>>
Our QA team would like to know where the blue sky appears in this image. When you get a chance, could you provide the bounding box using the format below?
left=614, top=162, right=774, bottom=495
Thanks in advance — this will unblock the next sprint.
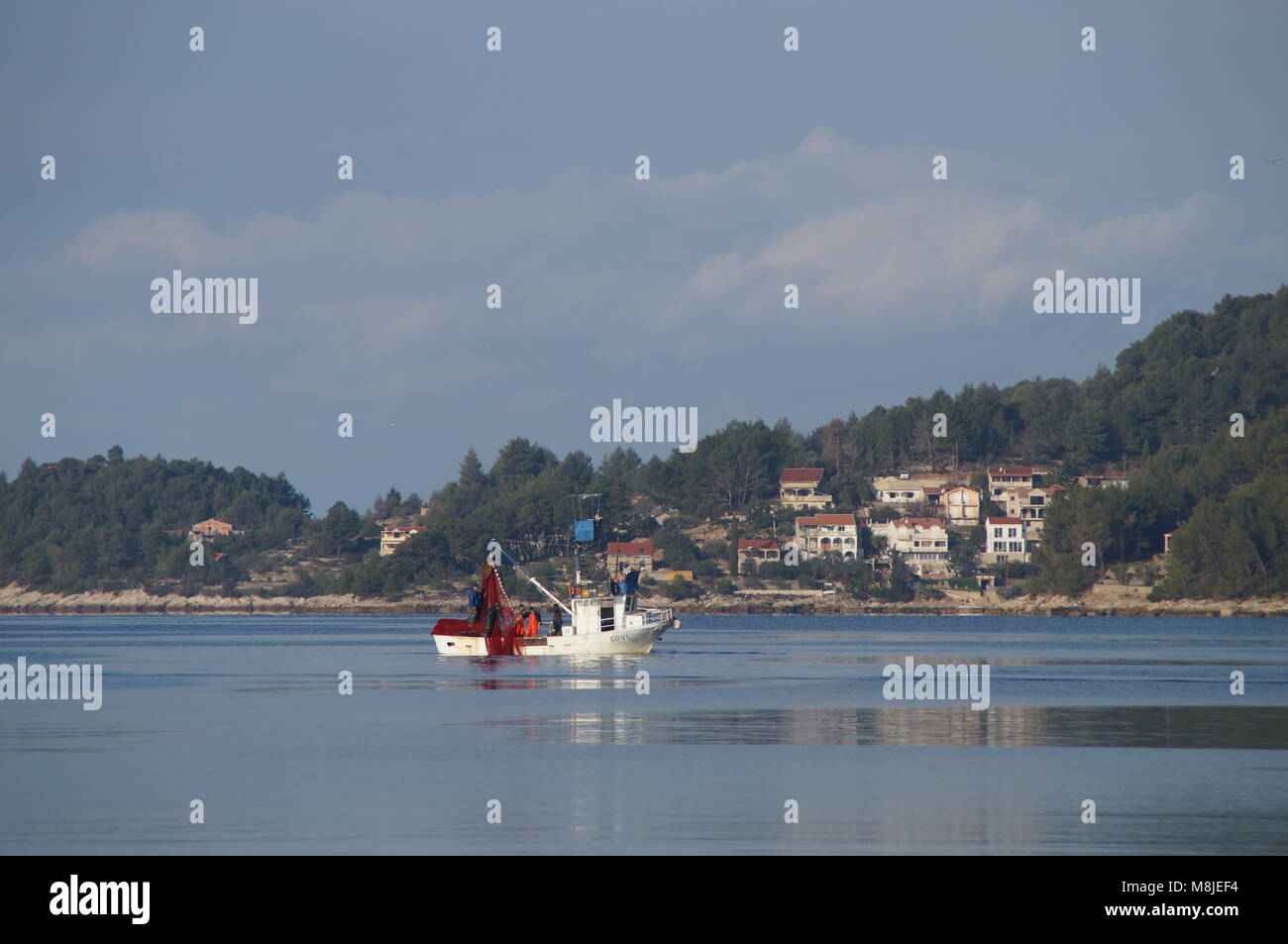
left=0, top=0, right=1288, bottom=511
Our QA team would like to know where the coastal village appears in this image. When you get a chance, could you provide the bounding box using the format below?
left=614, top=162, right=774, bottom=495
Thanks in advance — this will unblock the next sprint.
left=10, top=456, right=1241, bottom=613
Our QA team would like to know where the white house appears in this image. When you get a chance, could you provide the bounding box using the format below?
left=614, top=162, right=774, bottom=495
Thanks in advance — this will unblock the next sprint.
left=939, top=485, right=979, bottom=525
left=380, top=524, right=424, bottom=558
left=999, top=485, right=1064, bottom=533
left=984, top=518, right=1029, bottom=564
left=988, top=465, right=1042, bottom=503
left=796, top=515, right=862, bottom=561
left=885, top=518, right=948, bottom=575
left=778, top=469, right=832, bottom=509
<<
| What you have to do |
Can you render the listing above as a JSON list of strings, with one string per line, blank lines dropped, and the pictures left out?

| Result below |
[
  "Our QA team would like to know where the blue sky appears in this image. When you get a chance, could you provide the bounding box using the format below?",
  "left=614, top=162, right=774, bottom=495",
  "Thanks in advance — this will unblock the next sprint.",
  "left=0, top=0, right=1288, bottom=511",
  "Our QA team would like to know where the coastal village appears in this image. When you get a chance, could you provide the bounding box using the format below?",
  "left=614, top=162, right=774, bottom=495",
  "Thanks in advance — this will unblock the next sprint.",
  "left=10, top=456, right=1241, bottom=613",
  "Our QA team would like to know where the white house appears in this image. When you get a chance, could you provide the bounding box using the format below?",
  "left=614, top=162, right=774, bottom=495",
  "Thanks in advance — this will unblock the next sprint.",
  "left=939, top=485, right=979, bottom=525",
  "left=380, top=524, right=424, bottom=558",
  "left=999, top=485, right=1064, bottom=533",
  "left=984, top=518, right=1029, bottom=564",
  "left=988, top=465, right=1042, bottom=503",
  "left=796, top=515, right=862, bottom=561",
  "left=885, top=518, right=948, bottom=575",
  "left=778, top=469, right=832, bottom=509"
]